Each record below is to be copied exactly; the pictures are to be omitted.

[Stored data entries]
====

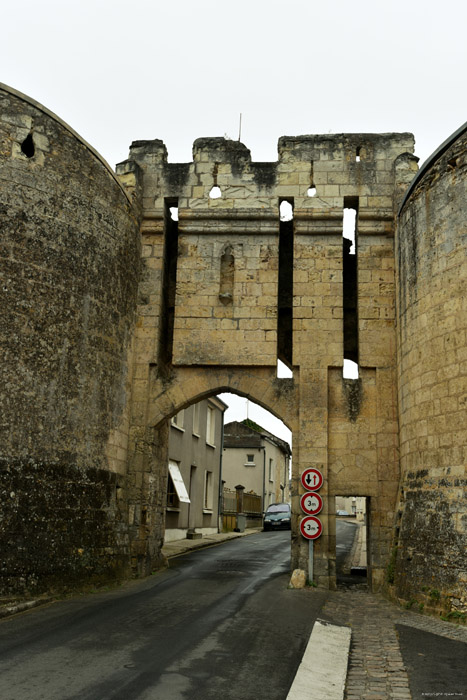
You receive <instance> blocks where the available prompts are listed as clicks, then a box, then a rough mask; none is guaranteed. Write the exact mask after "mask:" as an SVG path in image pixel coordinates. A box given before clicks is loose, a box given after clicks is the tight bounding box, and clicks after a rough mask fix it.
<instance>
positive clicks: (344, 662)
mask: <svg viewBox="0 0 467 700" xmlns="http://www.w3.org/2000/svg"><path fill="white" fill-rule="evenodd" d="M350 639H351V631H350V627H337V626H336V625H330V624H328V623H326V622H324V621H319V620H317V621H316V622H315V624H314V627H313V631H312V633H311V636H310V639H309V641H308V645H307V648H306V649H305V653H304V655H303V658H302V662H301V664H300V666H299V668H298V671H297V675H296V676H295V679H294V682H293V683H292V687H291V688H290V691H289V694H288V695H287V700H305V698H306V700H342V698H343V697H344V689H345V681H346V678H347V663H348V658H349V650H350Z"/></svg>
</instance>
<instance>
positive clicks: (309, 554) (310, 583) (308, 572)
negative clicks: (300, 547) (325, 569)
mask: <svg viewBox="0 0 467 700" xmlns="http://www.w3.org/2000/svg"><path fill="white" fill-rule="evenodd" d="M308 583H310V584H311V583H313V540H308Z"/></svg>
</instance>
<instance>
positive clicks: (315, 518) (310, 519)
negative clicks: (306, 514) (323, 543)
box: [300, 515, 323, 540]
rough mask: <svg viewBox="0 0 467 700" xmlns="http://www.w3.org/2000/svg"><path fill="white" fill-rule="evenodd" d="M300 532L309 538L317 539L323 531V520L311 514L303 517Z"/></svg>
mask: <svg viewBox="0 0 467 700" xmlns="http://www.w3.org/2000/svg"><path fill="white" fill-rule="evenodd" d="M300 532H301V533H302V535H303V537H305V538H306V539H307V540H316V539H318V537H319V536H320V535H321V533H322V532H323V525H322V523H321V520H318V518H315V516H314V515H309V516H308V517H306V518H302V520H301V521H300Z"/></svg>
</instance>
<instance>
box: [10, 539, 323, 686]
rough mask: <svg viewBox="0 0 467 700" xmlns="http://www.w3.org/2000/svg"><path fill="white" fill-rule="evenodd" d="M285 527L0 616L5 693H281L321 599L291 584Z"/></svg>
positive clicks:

====

> [Solution for this task]
You receive <instance> blocks where the available prompts are listed as clicks, then a box, then a rough mask; none is guaranteed. Write the exact mask after "mask:" as an SVG path in image pixel coordinates. A box given before clicks is loose, a box given after clicks is the tight bounding box, and clicks after a rough mask fix it.
<instance>
positive clicks: (344, 662)
mask: <svg viewBox="0 0 467 700" xmlns="http://www.w3.org/2000/svg"><path fill="white" fill-rule="evenodd" d="M350 639H351V631H350V627H337V626H336V625H330V624H328V623H326V622H324V621H319V620H317V621H316V622H315V624H314V627H313V631H312V633H311V636H310V639H309V641H308V645H307V648H306V649H305V653H304V655H303V658H302V662H301V664H300V666H299V668H298V671H297V675H296V676H295V679H294V682H293V683H292V687H291V688H290V691H289V694H288V695H287V700H305V698H306V700H342V698H343V697H344V689H345V681H346V678H347V663H348V658H349V650H350Z"/></svg>
</instance>
<instance>
positive clicks: (309, 554) (310, 583) (308, 572)
negative clicks: (300, 547) (325, 569)
mask: <svg viewBox="0 0 467 700" xmlns="http://www.w3.org/2000/svg"><path fill="white" fill-rule="evenodd" d="M308 583H310V584H311V583H313V540H308Z"/></svg>
</instance>
<instance>
positive clicks: (315, 518) (310, 519)
negative clicks: (306, 514) (323, 543)
box: [300, 515, 323, 540]
rough mask: <svg viewBox="0 0 467 700" xmlns="http://www.w3.org/2000/svg"><path fill="white" fill-rule="evenodd" d="M300 532L309 538L317 539L323 531V520L311 514L303 517Z"/></svg>
mask: <svg viewBox="0 0 467 700" xmlns="http://www.w3.org/2000/svg"><path fill="white" fill-rule="evenodd" d="M300 532H301V533H302V535H303V537H305V538H306V539H307V540H316V539H318V537H319V536H320V535H321V533H322V532H323V525H322V523H321V520H318V518H315V516H314V515H309V516H308V517H306V518H302V520H301V521H300Z"/></svg>
</instance>
<instance>
box: [10, 539, 323, 686]
rough mask: <svg viewBox="0 0 467 700" xmlns="http://www.w3.org/2000/svg"><path fill="white" fill-rule="evenodd" d="M285 527L0 616L5 693H281L321 599L291 584Z"/></svg>
positive clicks:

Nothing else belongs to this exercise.